__AIM OF THE EXERCISE__. I need the entries printed again word for word, without the images.

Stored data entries
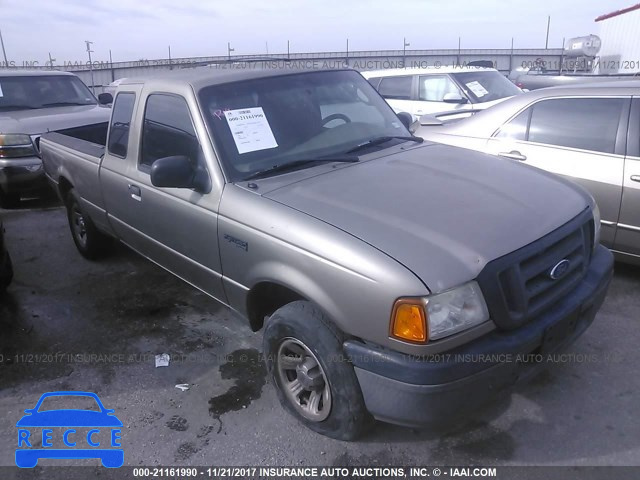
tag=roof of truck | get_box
[0,69,75,77]
[121,65,354,90]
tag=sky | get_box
[0,0,634,64]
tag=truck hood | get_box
[263,143,591,292]
[0,105,110,135]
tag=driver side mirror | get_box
[98,93,113,105]
[443,92,468,104]
[150,155,211,193]
[396,112,414,130]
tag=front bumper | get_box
[0,157,47,195]
[344,245,614,427]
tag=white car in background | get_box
[362,67,522,121]
[103,78,128,99]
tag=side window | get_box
[418,75,461,102]
[528,98,625,154]
[495,109,531,141]
[367,77,382,90]
[377,76,412,100]
[107,92,135,157]
[140,94,200,168]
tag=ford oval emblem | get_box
[549,259,571,280]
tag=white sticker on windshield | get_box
[0,83,3,97]
[224,107,278,154]
[465,81,489,97]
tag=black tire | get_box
[65,189,113,260]
[263,300,373,440]
[0,190,20,209]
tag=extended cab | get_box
[0,70,110,207]
[40,67,613,440]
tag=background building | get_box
[595,3,640,74]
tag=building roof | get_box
[595,3,640,22]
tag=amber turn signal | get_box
[390,299,428,343]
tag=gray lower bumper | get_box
[346,245,613,427]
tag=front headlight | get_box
[0,134,37,158]
[391,281,489,343]
[426,281,489,340]
[592,203,601,253]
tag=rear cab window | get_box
[107,92,136,157]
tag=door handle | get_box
[128,184,142,201]
[498,151,527,161]
[631,175,640,183]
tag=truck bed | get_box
[40,122,109,211]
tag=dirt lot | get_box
[1,200,639,470]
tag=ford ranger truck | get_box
[0,70,111,208]
[39,67,613,440]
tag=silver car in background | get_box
[417,81,640,264]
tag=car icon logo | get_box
[15,391,123,468]
[549,259,571,280]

__PROBLEM SOLUTION__.
tag=roof of truck | get_box
[0,69,75,77]
[121,65,354,90]
tag=sky | get_box
[0,0,634,64]
tag=truck hood | get_box
[263,143,591,292]
[0,105,110,135]
tag=driver side mirror | get_box
[98,93,113,105]
[443,92,468,104]
[150,155,211,193]
[396,112,414,130]
tag=front bumper | get_box
[0,157,47,195]
[344,245,614,427]
tag=white car in background | get_box
[362,67,522,121]
[103,78,128,99]
tag=side window | get_box
[418,75,461,102]
[528,98,625,154]
[495,109,531,141]
[367,77,382,90]
[377,76,412,100]
[107,92,135,157]
[140,94,200,168]
tag=ford oval emblem | get_box
[549,259,571,280]
tag=white sticker on windshield | get_box
[0,83,3,97]
[224,107,278,154]
[465,81,489,97]
tag=black tire | get_box
[65,189,113,260]
[263,300,373,440]
[0,190,20,209]
tag=extended cab | get_box
[0,70,110,207]
[40,67,613,440]
tag=background building | get_box
[595,3,640,74]
tag=building roof | get_box
[595,3,640,22]
tag=amber turn signal | get_box
[390,299,428,343]
tag=gray lower bumper | get_box
[346,245,613,427]
tag=front headlight | get_box
[0,134,37,158]
[391,281,489,343]
[426,281,489,340]
[592,203,601,253]
tag=rear cab window | get_box
[107,92,136,157]
tag=door handle | get_box
[128,184,142,201]
[498,151,527,161]
[631,175,640,183]
tag=truck bed | get_box
[40,122,109,211]
tag=dirt lot | get_box
[1,200,639,470]
tag=ford ranger truck | get_box
[0,70,111,208]
[39,67,613,440]
tag=silver car in background | get_box
[417,81,640,264]
tag=car icon logo | get_box
[15,391,123,468]
[549,259,571,280]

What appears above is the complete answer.